## [ENTRIES PROVIDED]
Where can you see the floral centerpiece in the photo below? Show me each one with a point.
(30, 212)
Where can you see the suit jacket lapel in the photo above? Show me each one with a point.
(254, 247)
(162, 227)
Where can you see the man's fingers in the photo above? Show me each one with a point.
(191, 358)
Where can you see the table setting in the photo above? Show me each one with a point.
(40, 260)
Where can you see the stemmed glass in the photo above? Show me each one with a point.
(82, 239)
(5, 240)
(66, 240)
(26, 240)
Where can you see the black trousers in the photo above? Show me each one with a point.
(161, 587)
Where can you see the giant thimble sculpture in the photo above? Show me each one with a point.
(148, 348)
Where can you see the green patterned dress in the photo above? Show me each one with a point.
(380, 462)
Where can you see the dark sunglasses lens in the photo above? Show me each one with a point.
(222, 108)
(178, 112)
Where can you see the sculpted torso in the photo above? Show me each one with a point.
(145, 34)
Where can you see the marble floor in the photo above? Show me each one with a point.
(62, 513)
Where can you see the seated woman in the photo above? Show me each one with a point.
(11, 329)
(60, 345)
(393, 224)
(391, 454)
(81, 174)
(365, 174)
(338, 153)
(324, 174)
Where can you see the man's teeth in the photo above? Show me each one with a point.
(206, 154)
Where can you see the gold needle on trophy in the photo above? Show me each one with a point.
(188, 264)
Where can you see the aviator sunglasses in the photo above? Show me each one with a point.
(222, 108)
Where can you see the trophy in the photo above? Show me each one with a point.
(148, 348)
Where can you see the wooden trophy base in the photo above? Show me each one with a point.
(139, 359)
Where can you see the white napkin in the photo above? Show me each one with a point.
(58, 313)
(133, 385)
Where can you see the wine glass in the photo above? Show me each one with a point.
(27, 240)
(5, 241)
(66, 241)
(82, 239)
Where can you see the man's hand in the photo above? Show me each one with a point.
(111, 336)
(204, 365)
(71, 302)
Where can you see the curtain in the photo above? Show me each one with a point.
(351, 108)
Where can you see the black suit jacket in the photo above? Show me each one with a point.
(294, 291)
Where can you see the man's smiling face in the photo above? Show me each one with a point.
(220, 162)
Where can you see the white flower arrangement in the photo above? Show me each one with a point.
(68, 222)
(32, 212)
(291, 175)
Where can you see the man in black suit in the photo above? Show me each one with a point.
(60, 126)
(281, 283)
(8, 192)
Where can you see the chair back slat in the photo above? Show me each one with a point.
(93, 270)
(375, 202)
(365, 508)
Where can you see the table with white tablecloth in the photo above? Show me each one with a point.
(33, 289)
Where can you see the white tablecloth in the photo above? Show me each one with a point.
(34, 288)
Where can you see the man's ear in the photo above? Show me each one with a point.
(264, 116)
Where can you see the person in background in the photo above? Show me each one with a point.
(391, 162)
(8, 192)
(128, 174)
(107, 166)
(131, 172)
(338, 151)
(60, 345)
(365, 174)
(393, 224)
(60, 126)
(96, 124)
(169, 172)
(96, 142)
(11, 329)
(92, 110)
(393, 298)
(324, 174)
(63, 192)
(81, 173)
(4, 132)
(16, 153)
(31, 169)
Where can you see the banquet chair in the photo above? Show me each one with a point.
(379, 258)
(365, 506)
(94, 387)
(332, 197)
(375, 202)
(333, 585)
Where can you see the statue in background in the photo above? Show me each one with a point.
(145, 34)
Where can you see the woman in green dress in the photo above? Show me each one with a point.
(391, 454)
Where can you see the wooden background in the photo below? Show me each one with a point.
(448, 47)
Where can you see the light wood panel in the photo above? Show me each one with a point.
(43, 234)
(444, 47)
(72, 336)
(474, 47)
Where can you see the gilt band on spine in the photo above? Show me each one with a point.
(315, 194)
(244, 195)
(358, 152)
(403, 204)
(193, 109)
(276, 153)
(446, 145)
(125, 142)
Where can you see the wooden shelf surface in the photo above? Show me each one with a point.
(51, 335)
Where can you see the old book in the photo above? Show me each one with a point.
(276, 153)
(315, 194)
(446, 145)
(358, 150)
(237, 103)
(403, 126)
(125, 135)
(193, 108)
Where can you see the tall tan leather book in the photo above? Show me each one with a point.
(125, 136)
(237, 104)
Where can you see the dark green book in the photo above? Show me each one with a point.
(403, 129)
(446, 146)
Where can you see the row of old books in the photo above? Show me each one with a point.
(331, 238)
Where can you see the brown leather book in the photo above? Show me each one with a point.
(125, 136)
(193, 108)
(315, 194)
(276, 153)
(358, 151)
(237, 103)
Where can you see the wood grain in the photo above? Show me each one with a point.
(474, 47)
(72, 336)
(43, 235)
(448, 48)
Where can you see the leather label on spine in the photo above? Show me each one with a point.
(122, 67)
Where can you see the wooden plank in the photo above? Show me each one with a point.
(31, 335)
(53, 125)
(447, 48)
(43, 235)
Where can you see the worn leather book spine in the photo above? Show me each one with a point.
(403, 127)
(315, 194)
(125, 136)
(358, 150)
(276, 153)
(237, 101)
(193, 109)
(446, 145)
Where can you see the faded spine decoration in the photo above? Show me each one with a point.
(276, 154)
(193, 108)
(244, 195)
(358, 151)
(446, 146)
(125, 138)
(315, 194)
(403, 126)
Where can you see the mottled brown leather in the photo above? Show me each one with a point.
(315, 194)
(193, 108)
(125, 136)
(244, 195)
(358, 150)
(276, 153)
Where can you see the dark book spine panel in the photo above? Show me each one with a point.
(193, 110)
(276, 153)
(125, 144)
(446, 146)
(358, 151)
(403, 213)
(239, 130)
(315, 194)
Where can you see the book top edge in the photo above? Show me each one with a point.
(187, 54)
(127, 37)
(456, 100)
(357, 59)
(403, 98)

## [TASK PROMPT]
All of the lines above need to be given again exactly.

## [COMPLETE ANSWER]
Where can you see the floral centerpiece in the photo below? Show me each one with a point.
(30, 212)
Where can you see the suit jacket lapel in the photo above? Show me each one with a point.
(254, 247)
(162, 227)
Where can you see the man's fingers in the photo above? Show me each one with a point.
(191, 358)
Where can you see the table setting in the photo above? Show me each one with a point.
(40, 260)
Where can you see the stemmed glass in the photo above? Show me each one with a point.
(82, 239)
(5, 240)
(66, 240)
(26, 240)
Where can you see the black trousers in the photo above? Show me each one with a point.
(161, 587)
Where can you see the giant thimble sculpture in the photo above? Show me each one with a point.
(148, 348)
Where can you see the green patterned dress in the photo above? Show me each one with a point.
(380, 462)
Where can you see the dark sunglasses lens in the photo above? Show me each one with a point.
(222, 108)
(178, 112)
Where can you see the sculpted torso in the photo above? Show me each one with a point.
(145, 34)
Where can you see the marble floor in the photo above? Show me each one with a point.
(62, 513)
Where can you see the seated woman in the photo above? Show me each one with a point.
(11, 329)
(60, 345)
(393, 224)
(391, 454)
(81, 174)
(365, 174)
(338, 153)
(324, 174)
Where can you see the man's teeth in the photo above? Show me each one with a point.
(206, 154)
Where can you see the gold needle on trophy in the photo above? Show me each one with a point.
(188, 264)
Where can you see the aviator sunglasses in the photo above? Show me each one with a point.
(222, 108)
Where can you see the trophy in the photo above? Show me each one with a point.
(148, 348)
Where can you see the wooden trophy base in the photo above? Show me each one with a point.
(139, 359)
Where can you see the white napkin in the photo above? Show me each one with a point.
(58, 313)
(133, 385)
Where can you see the wine glass in the photo above? Show me each one with a point.
(27, 240)
(5, 241)
(66, 241)
(82, 239)
Where can you see the man's hand in the photo above? Show me each one with a point.
(111, 336)
(204, 365)
(71, 302)
Where can you see the curtain in the photo above? Show me each one with a point.
(351, 108)
Where can you see the black suit jacket in the photo above? Show me each one with a point.
(294, 291)
Where can you see the man's smiling face in the photo above? Show me each one with a point.
(220, 162)
Where can you see the white flower arrangement in the photo above? Show me each one with a point.
(68, 222)
(32, 212)
(291, 175)
Where can you see the man in black suit in the photo above? Show me each one with a point.
(60, 126)
(281, 283)
(8, 192)
Where can you see the chair back slat in the photo above? Show me each one with a point.
(93, 270)
(375, 202)
(365, 508)
Where can you see the table with white tablecloth in the photo above? Show me each one with a point.
(33, 289)
Where can you see the white tablecloth in the photo above? Show me each one with a point.
(34, 288)
Where can you see the man's ear in the photo above? Show me each one with a point.
(264, 116)
Where can you see the person in background in the photo above? Show me each one with a point.
(391, 162)
(8, 192)
(128, 174)
(107, 166)
(131, 172)
(338, 151)
(60, 345)
(365, 174)
(393, 224)
(60, 126)
(96, 124)
(169, 172)
(96, 142)
(11, 329)
(92, 110)
(393, 298)
(324, 174)
(63, 192)
(81, 173)
(4, 132)
(16, 153)
(31, 169)
Where can you see the banquet chair in the photo above? Show me each one with a point.
(379, 258)
(365, 506)
(94, 387)
(332, 197)
(375, 202)
(333, 585)
Where can you see the statue in background in the photo above? Show me each one with a point.
(145, 34)
Where can you see the woman in green dress in the photo above? Show me each one with a point.
(391, 454)
Where can you see the wooden background in the photo below? Show me each one with a point.
(448, 47)
Where can you see the light wood panel in the photo above? Show me each one with a point.
(43, 234)
(444, 47)
(72, 336)
(474, 47)
Where can you see the gilt band on spine in the photo above? Show me each one with a point.
(315, 194)
(244, 195)
(358, 152)
(403, 204)
(193, 109)
(276, 153)
(446, 145)
(125, 142)
Where can you see the wooden shelf surface in the photo above? Show me each one with a point.
(51, 335)
Where can you see the old book in the photo above? Show me each one with a point.
(276, 153)
(315, 194)
(446, 145)
(358, 150)
(237, 103)
(403, 126)
(125, 135)
(193, 108)
Where can you see the tall tan leather book in the photo above? Show me each one with a point.
(125, 136)
(237, 104)
Where can you see the dark green book in the photo above? Show me each one with a point.
(403, 129)
(446, 146)
Where can you see the row of old books in the photo above? Show me each one with a point.
(331, 238)
Where can you see the brown leather book in the photo above? Show me each one with a point.
(125, 136)
(193, 108)
(315, 194)
(276, 153)
(358, 151)
(237, 103)
Where can you see the wood grain in the photo above? Show me each one with a point.
(474, 47)
(72, 336)
(43, 235)
(448, 48)
Where can you see the leather label on spine in the photo above? Show me each one with a point.
(122, 67)
Where can you see the wooden plank in the photo above? Show me each one with a point.
(31, 335)
(53, 125)
(447, 48)
(43, 235)
Where can you see the worn leather book spine in the photo above? Show me each one with a point.
(403, 127)
(315, 194)
(125, 136)
(358, 150)
(276, 153)
(237, 101)
(193, 109)
(446, 145)
Where can you see the faded spine decoration in the photo above? Show me each one with a point.
(276, 154)
(193, 108)
(244, 195)
(358, 151)
(446, 146)
(125, 138)
(315, 194)
(403, 126)
Where can you see the mottled brown leather in the photo above? Show me each one with a point.
(315, 194)
(193, 108)
(125, 136)
(244, 195)
(358, 150)
(276, 153)
Where can you see the dark book spine panel in the photo above? Show me each one with a point.
(193, 110)
(276, 153)
(125, 144)
(446, 146)
(358, 151)
(403, 213)
(239, 130)
(315, 194)
Where can you see the book top edge in the photo above? Show me each one with a point.
(187, 54)
(127, 37)
(456, 100)
(357, 59)
(403, 98)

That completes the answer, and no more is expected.